Reproduce the listing below word for word, with no pictures.
─── Raw records ───
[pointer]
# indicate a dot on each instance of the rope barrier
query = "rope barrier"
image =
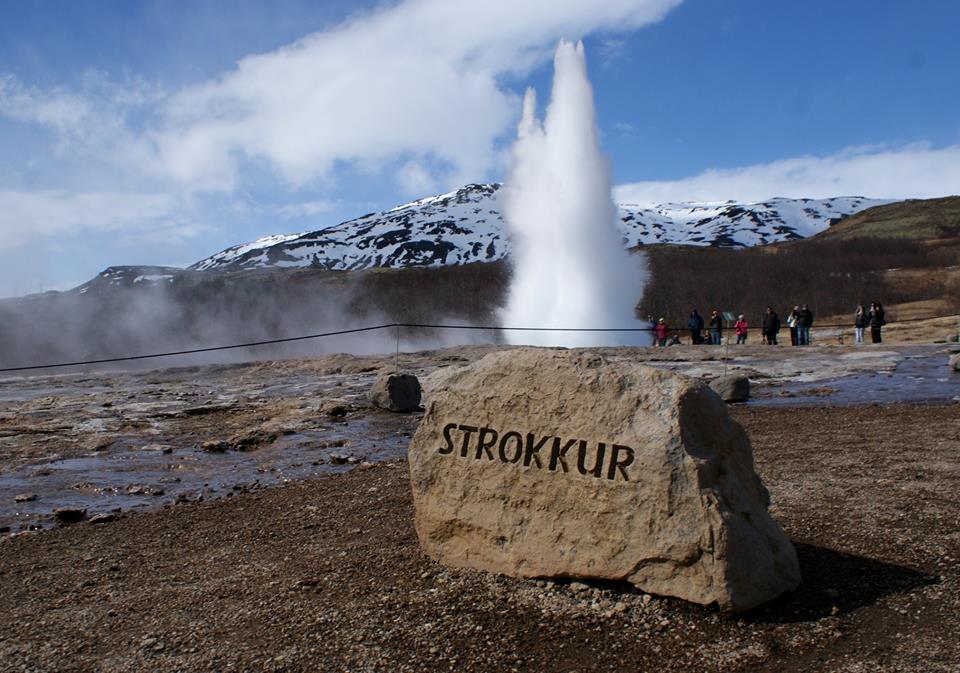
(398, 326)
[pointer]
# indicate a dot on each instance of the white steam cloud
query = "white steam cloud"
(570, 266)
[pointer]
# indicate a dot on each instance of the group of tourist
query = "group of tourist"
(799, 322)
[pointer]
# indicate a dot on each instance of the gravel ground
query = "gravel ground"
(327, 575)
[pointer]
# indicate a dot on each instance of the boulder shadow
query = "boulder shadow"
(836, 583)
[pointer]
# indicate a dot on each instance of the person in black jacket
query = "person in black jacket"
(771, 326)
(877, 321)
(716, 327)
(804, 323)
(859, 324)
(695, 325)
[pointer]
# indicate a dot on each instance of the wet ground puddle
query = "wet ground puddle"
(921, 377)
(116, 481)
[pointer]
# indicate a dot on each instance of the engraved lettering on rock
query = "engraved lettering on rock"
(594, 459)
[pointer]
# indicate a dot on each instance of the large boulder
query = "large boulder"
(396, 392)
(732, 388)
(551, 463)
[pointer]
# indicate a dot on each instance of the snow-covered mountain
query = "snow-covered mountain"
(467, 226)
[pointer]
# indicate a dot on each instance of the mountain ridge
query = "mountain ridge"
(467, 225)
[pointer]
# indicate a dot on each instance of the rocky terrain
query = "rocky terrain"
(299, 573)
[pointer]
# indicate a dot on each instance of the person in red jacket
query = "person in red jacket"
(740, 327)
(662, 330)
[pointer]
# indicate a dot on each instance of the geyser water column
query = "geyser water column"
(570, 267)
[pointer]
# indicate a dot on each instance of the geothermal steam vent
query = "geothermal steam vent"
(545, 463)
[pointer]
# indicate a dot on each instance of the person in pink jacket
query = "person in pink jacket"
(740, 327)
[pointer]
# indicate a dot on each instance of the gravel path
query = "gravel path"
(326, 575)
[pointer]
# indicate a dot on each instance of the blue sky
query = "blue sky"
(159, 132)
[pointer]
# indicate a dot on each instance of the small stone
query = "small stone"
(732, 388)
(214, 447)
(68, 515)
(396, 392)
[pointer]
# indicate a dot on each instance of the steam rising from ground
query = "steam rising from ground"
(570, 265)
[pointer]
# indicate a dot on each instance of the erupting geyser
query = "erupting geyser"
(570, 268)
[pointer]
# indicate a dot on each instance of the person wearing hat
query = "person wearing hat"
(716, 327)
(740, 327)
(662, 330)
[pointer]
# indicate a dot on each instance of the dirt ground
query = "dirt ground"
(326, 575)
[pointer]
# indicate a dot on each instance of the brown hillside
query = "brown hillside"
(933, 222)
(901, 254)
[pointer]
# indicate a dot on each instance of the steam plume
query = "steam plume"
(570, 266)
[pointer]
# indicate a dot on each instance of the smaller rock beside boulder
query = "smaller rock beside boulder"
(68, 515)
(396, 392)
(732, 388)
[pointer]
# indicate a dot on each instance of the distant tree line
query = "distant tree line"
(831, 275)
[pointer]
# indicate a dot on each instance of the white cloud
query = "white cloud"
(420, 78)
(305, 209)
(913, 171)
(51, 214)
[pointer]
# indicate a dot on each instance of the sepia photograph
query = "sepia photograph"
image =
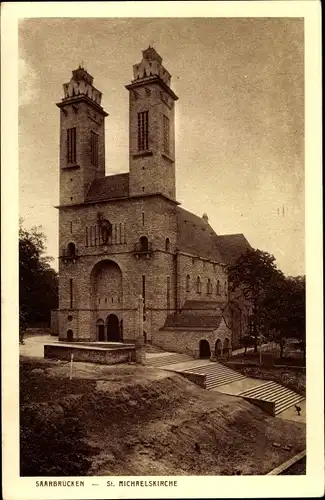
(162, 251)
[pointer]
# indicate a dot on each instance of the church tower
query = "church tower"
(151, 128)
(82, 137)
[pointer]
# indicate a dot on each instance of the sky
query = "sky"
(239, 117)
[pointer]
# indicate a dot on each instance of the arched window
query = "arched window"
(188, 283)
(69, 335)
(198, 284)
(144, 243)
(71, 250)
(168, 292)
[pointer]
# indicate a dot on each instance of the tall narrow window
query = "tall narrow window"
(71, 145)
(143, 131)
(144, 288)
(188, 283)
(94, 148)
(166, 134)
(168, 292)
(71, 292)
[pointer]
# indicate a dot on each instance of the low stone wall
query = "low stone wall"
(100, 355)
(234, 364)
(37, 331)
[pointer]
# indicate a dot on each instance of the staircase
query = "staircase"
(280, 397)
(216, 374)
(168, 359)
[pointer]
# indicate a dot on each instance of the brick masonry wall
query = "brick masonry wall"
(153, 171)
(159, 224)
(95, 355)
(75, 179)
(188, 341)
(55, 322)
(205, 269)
───
** Finished task **
[pointer]
# indicate a dot on each instance of the rope barrier
query = "rope barrier"
image =
(398, 326)
[pointer]
# indicate a dot on each instance of the white steam cloud
query = "white steam cloud"
(570, 266)
[pointer]
# indicate a dot on each instance of the group of tourist
query = "group of tourist"
(799, 322)
[pointer]
# indicate a dot on each instance of the gravel ground
query = "gravel ground"
(327, 575)
[pointer]
# indicate a dot on each instance of the boulder shadow
query = "boulder shadow"
(836, 583)
[pointer]
# indicate a dot on each instance of the person in black jacket
query = "person in black jacket"
(771, 326)
(877, 321)
(716, 327)
(804, 323)
(859, 324)
(695, 325)
[pointer]
# indicate a dot on each instance of the wet ground puddle
query = "wet ground puddle"
(921, 377)
(116, 481)
[pointer]
# indicate a dot on each instance of the engraved lettering on rock
query = "engraved lettering on rock"
(594, 459)
[pointer]
# indicate a dot on each instance of the large boulder
query = "large boulder"
(396, 392)
(732, 388)
(551, 463)
[pointer]
# indicate a dot on each instance of the snow-covered mountain
query = "snow-covered mountain"
(467, 226)
[pointer]
# indicate a dot on each instance of the mountain ridge
query = "mountain ridge"
(467, 225)
[pointer]
# indicate a dot on each instance of the rocky terrain
query = "rocky terrain"
(299, 573)
[pointer]
# indicate a dot on each instance of the person in red jacket
query = "person in red jacket"
(740, 327)
(662, 330)
[pointer]
# indicate a dot on each instance of the geyser water column
query = "geyser water column"
(570, 267)
[pointer]
# indicate a dot on each instance of the geothermal steam vent
query = "geothermal steam vent"
(545, 463)
[pointer]
# indicate a dot on each instance of the person in pink jacket
query = "person in pink jacket"
(740, 327)
[pointer]
# indicate a dot on each instance of the gravel path
query = "gravel path"
(326, 575)
[pointer]
# indicate a dot on each instance of the blue sky
query = "blue sky"
(159, 132)
[pointer]
# indicate a dot on each instance of the small stone
query = "small stone"
(732, 388)
(214, 447)
(68, 515)
(396, 392)
[pointer]
# indicate a dot on each instance of the steam rising from ground
query = "steam rising from ground"
(570, 265)
[pointer]
# indicate a dot on each instance of the erupting geyser
query = "erupting geyser"
(570, 268)
[pointer]
# indicate a dot on each instance of the person wearing hat
query = "person wearing hat"
(716, 327)
(740, 327)
(662, 330)
[pointer]
# indicate a dot on each instance of the dirt ground
query = "dirt ground"
(326, 575)
[pointer]
# indicate a dot on each instance of the brown hillside
query = "brown hillside"
(933, 222)
(901, 254)
[pointer]
# indicate a dot on each instance of the steam plume
query = "steam plume"
(570, 266)
[pointer]
# indicate a dot on each instance of the smaller rock beside boulder
query = "smaller rock beside boulder"
(68, 515)
(396, 392)
(732, 388)
[pointer]
# indicate a dot on each instance of the distant tree line
query = "distant tree line"
(831, 275)
[pointer]
# indicate a dot on each instance of the white cloud
query = "white cloud"
(420, 78)
(305, 209)
(913, 171)
(51, 214)
[pointer]
# indicate a dot on each instance of the sepia photograph
query = "sepia photograph"
image =
(162, 251)
[pointer]
# indicate a dot on each instance of the church tower
query = "church tower"
(151, 128)
(82, 137)
[pointer]
# indicate a dot on each instance of the sky
query = "sky"
(239, 117)
[pointer]
# indicate a dot on each instance of the arched window
query = "arched window"
(188, 283)
(69, 335)
(198, 284)
(144, 243)
(71, 250)
(168, 292)
[pointer]
# indicate a dot on each instance of the tall narrow window
query = "tall narrow window"
(71, 145)
(143, 131)
(144, 288)
(188, 283)
(94, 148)
(166, 134)
(168, 292)
(71, 292)
[pointer]
# indicate a dot on each instance of the low stone wall
query = "low stone wall"
(100, 355)
(234, 364)
(37, 331)
[pointer]
# indicate a dot on each instance of the staircase
query = "staircase"
(280, 397)
(216, 374)
(168, 359)
[pointer]
# indicate a dot on each instance of the brick masonry wall
query = "brick masonry wall"
(153, 171)
(159, 224)
(95, 355)
(75, 179)
(188, 341)
(55, 322)
(205, 269)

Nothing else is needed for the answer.